>> BEGIN RECORDED INFORMATION

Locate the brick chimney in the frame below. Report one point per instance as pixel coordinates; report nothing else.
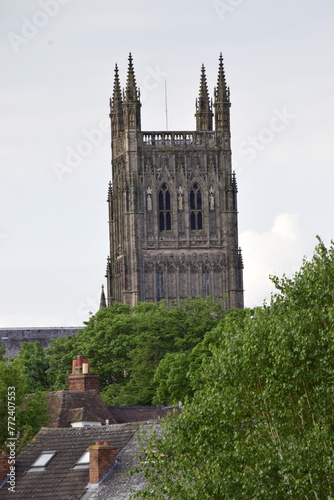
(102, 457)
(81, 379)
(4, 465)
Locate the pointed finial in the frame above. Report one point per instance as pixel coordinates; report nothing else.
(203, 105)
(117, 94)
(221, 92)
(103, 302)
(131, 86)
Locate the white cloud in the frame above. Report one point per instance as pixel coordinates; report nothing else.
(277, 251)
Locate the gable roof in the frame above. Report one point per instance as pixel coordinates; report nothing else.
(59, 480)
(122, 414)
(62, 403)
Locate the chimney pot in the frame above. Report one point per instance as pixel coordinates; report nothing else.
(4, 465)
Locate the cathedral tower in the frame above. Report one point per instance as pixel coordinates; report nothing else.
(173, 222)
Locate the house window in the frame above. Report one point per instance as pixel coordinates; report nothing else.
(42, 461)
(165, 217)
(196, 212)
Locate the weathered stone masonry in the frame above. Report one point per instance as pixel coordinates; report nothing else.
(173, 224)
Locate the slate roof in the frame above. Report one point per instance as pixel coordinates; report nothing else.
(59, 481)
(62, 403)
(122, 414)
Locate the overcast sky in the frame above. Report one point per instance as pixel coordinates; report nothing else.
(57, 66)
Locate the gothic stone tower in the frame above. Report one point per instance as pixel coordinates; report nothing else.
(173, 203)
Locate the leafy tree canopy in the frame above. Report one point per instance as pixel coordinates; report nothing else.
(260, 424)
(21, 414)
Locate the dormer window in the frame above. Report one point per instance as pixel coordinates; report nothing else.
(83, 462)
(42, 461)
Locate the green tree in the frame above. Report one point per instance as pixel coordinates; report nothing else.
(35, 366)
(260, 424)
(21, 414)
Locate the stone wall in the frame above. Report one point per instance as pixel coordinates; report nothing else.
(11, 338)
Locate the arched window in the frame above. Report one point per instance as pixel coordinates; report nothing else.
(196, 212)
(160, 285)
(165, 217)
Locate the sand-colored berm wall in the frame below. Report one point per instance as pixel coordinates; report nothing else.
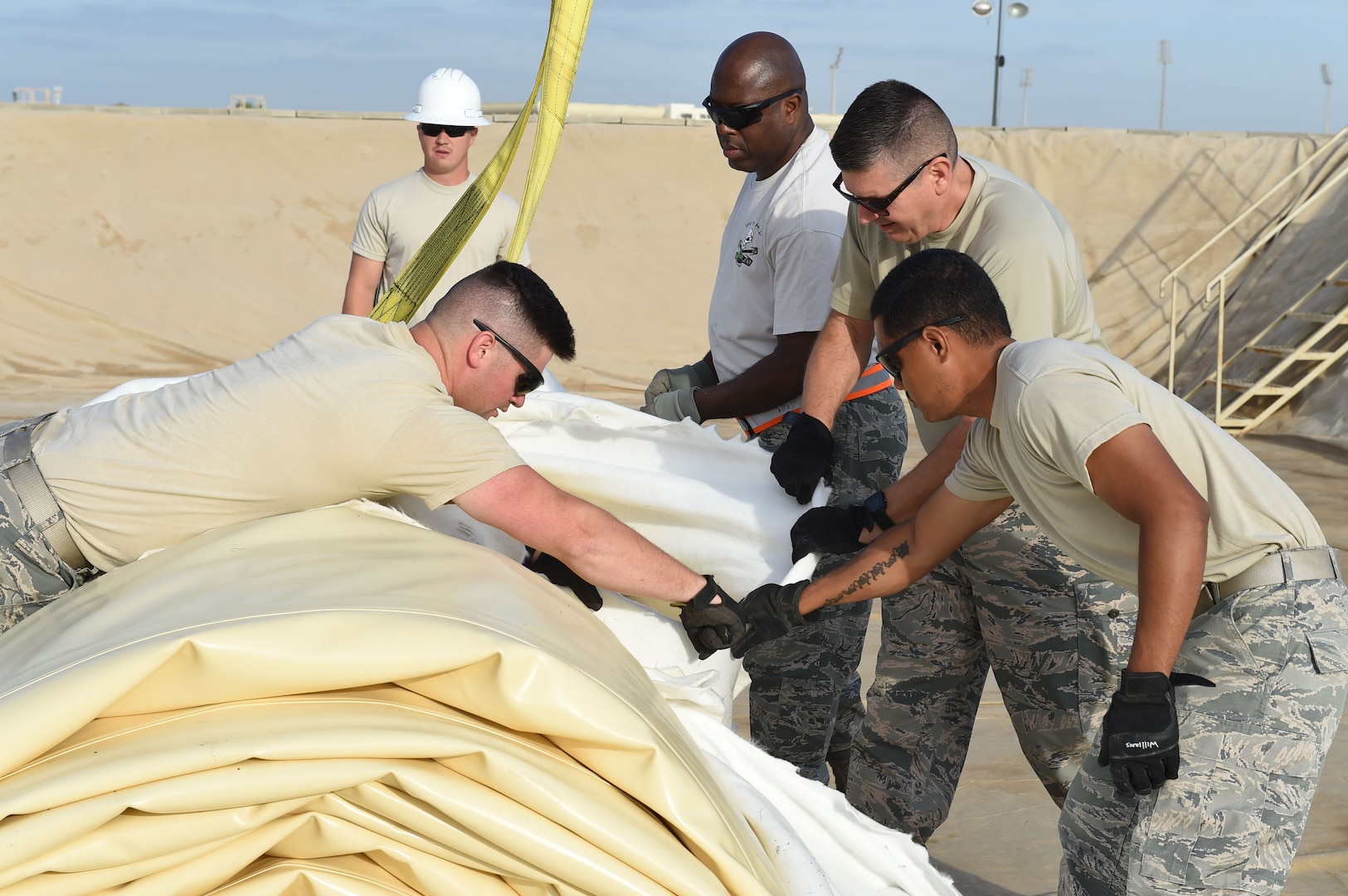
(159, 244)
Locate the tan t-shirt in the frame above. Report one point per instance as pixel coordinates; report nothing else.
(401, 216)
(1057, 402)
(344, 408)
(1015, 235)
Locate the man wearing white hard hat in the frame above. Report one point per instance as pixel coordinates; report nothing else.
(401, 216)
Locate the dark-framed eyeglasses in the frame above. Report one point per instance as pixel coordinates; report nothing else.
(882, 207)
(888, 356)
(740, 118)
(532, 377)
(436, 129)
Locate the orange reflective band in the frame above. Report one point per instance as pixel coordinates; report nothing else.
(750, 430)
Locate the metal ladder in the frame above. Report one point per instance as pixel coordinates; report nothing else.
(1287, 354)
(1304, 341)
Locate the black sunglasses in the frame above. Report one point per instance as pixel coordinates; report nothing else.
(740, 118)
(436, 129)
(882, 207)
(532, 377)
(888, 356)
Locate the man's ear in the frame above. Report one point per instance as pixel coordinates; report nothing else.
(938, 343)
(944, 173)
(478, 349)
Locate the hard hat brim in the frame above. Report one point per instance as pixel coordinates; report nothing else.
(460, 121)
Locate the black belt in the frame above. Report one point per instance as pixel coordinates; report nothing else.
(36, 494)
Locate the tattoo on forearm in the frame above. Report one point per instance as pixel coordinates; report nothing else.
(871, 574)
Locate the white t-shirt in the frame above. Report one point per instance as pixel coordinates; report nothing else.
(1057, 402)
(1015, 235)
(347, 407)
(776, 259)
(399, 217)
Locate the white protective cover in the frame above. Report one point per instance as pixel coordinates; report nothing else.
(341, 701)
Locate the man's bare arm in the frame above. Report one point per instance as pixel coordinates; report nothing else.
(772, 380)
(362, 285)
(905, 498)
(588, 539)
(905, 553)
(1136, 476)
(836, 363)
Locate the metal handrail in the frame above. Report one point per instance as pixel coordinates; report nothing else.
(1171, 279)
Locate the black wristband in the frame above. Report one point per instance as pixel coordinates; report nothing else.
(877, 505)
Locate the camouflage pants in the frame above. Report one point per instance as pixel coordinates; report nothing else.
(1251, 752)
(1052, 634)
(32, 574)
(805, 693)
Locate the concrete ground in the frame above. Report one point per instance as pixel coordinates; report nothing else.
(1002, 837)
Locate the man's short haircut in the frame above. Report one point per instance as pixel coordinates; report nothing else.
(937, 285)
(893, 121)
(507, 297)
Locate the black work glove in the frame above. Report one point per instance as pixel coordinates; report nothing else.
(830, 530)
(769, 612)
(1141, 742)
(804, 458)
(711, 627)
(561, 574)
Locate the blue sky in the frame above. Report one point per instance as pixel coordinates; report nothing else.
(1238, 65)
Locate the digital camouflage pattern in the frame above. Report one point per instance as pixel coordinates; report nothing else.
(1250, 756)
(1053, 635)
(32, 574)
(805, 693)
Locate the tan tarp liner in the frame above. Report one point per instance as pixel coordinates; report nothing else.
(351, 701)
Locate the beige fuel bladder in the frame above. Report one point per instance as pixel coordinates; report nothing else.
(336, 702)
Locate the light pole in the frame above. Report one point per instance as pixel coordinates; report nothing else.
(1026, 82)
(1164, 58)
(983, 8)
(1328, 80)
(834, 82)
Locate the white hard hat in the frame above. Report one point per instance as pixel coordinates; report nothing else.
(448, 96)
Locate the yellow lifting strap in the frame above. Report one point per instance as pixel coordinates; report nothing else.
(554, 82)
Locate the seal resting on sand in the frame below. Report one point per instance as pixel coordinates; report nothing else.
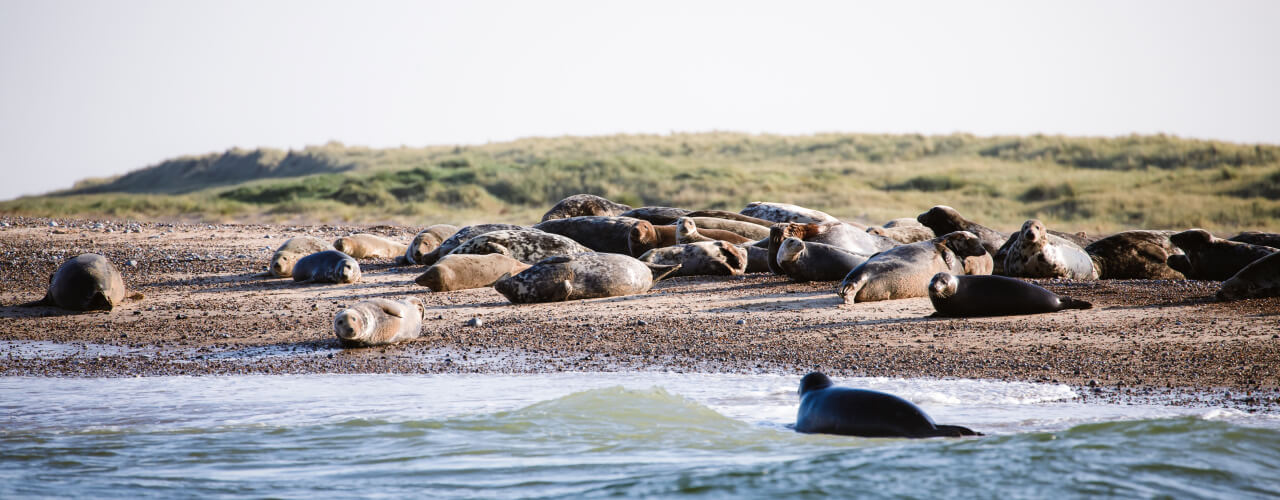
(860, 412)
(995, 296)
(379, 321)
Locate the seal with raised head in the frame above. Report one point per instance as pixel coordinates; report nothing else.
(1207, 257)
(328, 266)
(581, 276)
(85, 283)
(293, 250)
(426, 241)
(1032, 255)
(1258, 279)
(528, 246)
(810, 261)
(786, 212)
(462, 235)
(584, 205)
(1136, 255)
(379, 321)
(860, 412)
(905, 271)
(836, 234)
(462, 271)
(613, 234)
(369, 246)
(714, 258)
(995, 296)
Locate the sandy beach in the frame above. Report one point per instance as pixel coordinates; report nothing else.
(208, 312)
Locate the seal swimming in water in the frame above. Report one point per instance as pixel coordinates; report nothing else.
(905, 271)
(1212, 258)
(85, 283)
(379, 321)
(995, 296)
(613, 234)
(291, 251)
(369, 246)
(583, 205)
(462, 271)
(860, 412)
(528, 246)
(712, 258)
(810, 261)
(328, 266)
(581, 276)
(426, 241)
(1258, 279)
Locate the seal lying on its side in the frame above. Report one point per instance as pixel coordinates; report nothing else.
(379, 321)
(1257, 279)
(995, 296)
(904, 271)
(293, 250)
(581, 276)
(1212, 258)
(328, 266)
(462, 271)
(859, 412)
(86, 283)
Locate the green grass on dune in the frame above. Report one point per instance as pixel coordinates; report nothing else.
(1093, 184)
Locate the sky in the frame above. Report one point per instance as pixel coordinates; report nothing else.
(97, 88)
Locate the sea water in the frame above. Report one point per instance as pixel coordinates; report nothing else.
(589, 435)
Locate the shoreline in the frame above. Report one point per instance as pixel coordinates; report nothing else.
(205, 312)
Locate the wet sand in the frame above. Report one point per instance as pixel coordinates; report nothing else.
(208, 312)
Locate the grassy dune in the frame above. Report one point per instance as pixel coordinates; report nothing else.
(1093, 184)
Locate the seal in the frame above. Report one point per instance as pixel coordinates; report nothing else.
(714, 258)
(464, 271)
(379, 321)
(328, 266)
(688, 232)
(528, 246)
(426, 241)
(1207, 257)
(369, 246)
(836, 234)
(1032, 255)
(656, 215)
(905, 271)
(462, 235)
(85, 283)
(289, 253)
(581, 276)
(785, 212)
(860, 412)
(810, 261)
(580, 205)
(1258, 279)
(613, 234)
(995, 296)
(1136, 255)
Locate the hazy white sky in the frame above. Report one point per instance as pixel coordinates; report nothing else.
(95, 88)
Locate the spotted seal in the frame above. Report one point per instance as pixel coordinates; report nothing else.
(581, 276)
(85, 283)
(328, 266)
(995, 296)
(457, 271)
(1207, 257)
(716, 258)
(583, 205)
(905, 271)
(379, 321)
(860, 412)
(613, 234)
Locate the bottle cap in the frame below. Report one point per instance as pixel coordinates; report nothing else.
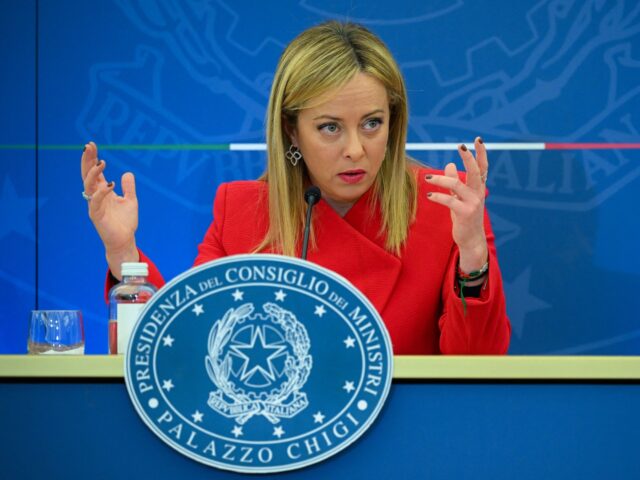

>> END RECORDED INFORMATION

## TASK OBJECTIVE
Give the stretch of the entries from the line containing "Locate the sea water" through the end as a JSON list of strings, one string per line, with blank lines and the pictures left out.

## EXERCISE SOLUTION
[
  "Locate the sea water in the frame above. Report one point per instance as pixel coordinates; report nothing else.",
  "(589, 435)",
  "Locate the shoreline in the frame above. Report one point per instance as pixel coordinates; report nothing else.",
  "(205, 312)",
  "Locate the wet sand in the frame above. Report one point per instance as pixel coordinates; report nothing else.",
  "(208, 312)",
  "Locate the grassy dune in the frame above. Report one point per instance as pixel coordinates; report nothing else.",
  "(1093, 184)",
  "Locate the seal in the frame above. Report one point per instance as pixel coordinates; report nothing else.",
  "(714, 258)",
  "(464, 271)",
  "(379, 321)",
  "(328, 266)",
  "(688, 232)",
  "(528, 246)",
  "(426, 241)",
  "(1207, 257)",
  "(369, 246)",
  "(836, 234)",
  "(1032, 255)",
  "(656, 215)",
  "(905, 271)",
  "(462, 235)",
  "(85, 283)",
  "(289, 253)",
  "(581, 276)",
  "(785, 212)",
  "(860, 412)",
  "(810, 261)",
  "(580, 205)",
  "(1258, 279)",
  "(613, 234)",
  "(995, 296)",
  "(1136, 255)",
  "Locate the hazy white sky in the frame above. Report one point per instance as pixel coordinates; report nothing else.",
  "(95, 88)",
  "Locate the spotted seal in the frame above. Report one point per instance as pixel coordinates; report nothing else.",
  "(581, 276)",
  "(85, 283)",
  "(328, 266)",
  "(995, 296)",
  "(457, 271)",
  "(1207, 257)",
  "(716, 258)",
  "(583, 205)",
  "(905, 271)",
  "(379, 321)",
  "(860, 412)",
  "(613, 234)",
  "Locate the bottle cap in the frame below. Report one point per instance as pixel coordinates; report nothing else."
]